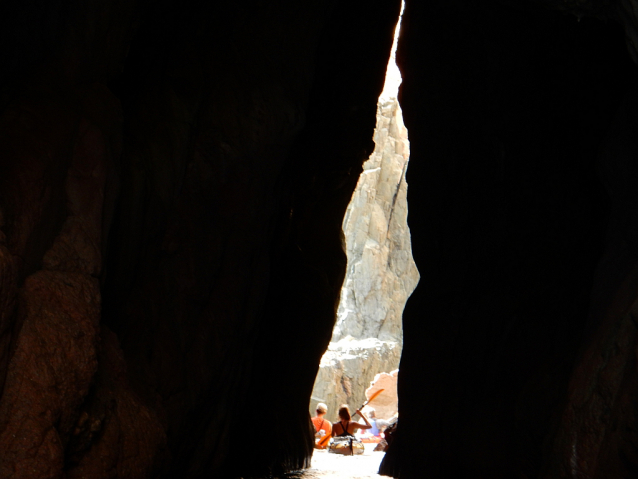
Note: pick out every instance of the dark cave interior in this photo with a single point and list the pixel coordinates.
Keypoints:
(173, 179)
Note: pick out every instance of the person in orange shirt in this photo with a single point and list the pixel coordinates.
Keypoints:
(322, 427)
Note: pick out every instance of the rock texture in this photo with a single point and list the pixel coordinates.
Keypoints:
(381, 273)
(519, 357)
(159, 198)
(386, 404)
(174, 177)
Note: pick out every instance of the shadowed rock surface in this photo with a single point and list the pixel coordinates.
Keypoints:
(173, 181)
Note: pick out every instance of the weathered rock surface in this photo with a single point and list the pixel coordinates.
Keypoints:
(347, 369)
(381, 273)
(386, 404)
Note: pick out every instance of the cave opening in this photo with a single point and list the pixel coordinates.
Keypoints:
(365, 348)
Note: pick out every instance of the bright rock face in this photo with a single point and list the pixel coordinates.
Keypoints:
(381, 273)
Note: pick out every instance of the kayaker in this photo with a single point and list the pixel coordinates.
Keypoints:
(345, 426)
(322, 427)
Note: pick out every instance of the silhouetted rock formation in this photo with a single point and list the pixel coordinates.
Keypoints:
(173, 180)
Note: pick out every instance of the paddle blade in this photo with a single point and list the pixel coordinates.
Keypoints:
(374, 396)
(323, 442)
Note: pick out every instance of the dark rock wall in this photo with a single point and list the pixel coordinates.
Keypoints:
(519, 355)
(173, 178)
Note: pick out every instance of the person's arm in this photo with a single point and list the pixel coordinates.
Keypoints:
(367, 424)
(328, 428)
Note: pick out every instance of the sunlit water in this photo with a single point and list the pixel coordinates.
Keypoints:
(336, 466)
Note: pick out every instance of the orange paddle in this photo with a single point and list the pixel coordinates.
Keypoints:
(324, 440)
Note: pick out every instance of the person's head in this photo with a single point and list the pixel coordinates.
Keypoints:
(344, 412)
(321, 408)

• [Given problem]: Leave out the pictures and restate everything else word for word.

• [Result of this exercise]:
Note: pick out every instance of the dark cave interior in this photo with a single point and list the pixel coordinates.
Keypoints:
(173, 179)
Note: pick out every instance of the person in orange shirt in this photo with a single point and list the pixel coordinates.
Keypoints:
(322, 427)
Note: pick out every instance of the rock texture in this photo with a single point and list the pixel coordinates.
Keypoints:
(381, 273)
(519, 357)
(159, 198)
(386, 404)
(174, 177)
Note: pick out every instance of the shadowed rock surface in this photo with a single point and list the pixel coordinates.
Keypoints:
(173, 181)
Note: pick out every instance of the weathered rock surface in this photo with a single point and list the pixel coordinates.
Keypoints:
(347, 369)
(381, 273)
(386, 404)
Note: pick out every instance of the cave opening in this photo with a single point and list the pixel coordinates.
Keypoints:
(365, 348)
Note: pick out every instance of the bright rock face in this photo with a single point and list the pixel coordinates.
Keypoints:
(381, 273)
Note: pick out every instance of the kayaker in this photo with a single point and list the pixel coordinates.
Keypoints:
(345, 426)
(322, 427)
Note: pick out every instance of the silhouetted rock formation in this photo with a single point and list the pixel coordinates.
Keypoints:
(173, 180)
Note: pick out every instance of the paddle blade in this photo with a single point and list the pixel coordinates.
Keypoints:
(374, 396)
(323, 442)
Note: pick out every instance of the dark rock wall in this photo with a single point and list the pixel coordinates.
Keypoints:
(519, 355)
(173, 178)
Note: pick out every instance of the person's arm in this photo with a single point and list the pixel coordinates.
Keypoints:
(367, 424)
(328, 428)
Note: pick out every instance of the sunlit water in this photo with a single point and list the pixel coordinates.
Keypoints:
(336, 466)
Note: pick out every instance of the orange paddle in this photo with a single point and list the pixel coordinates.
Keypoints:
(324, 440)
Note: pick out every instance of the person's head in this photo with a single point and list the pixel coordinates.
Keypoints:
(344, 412)
(321, 408)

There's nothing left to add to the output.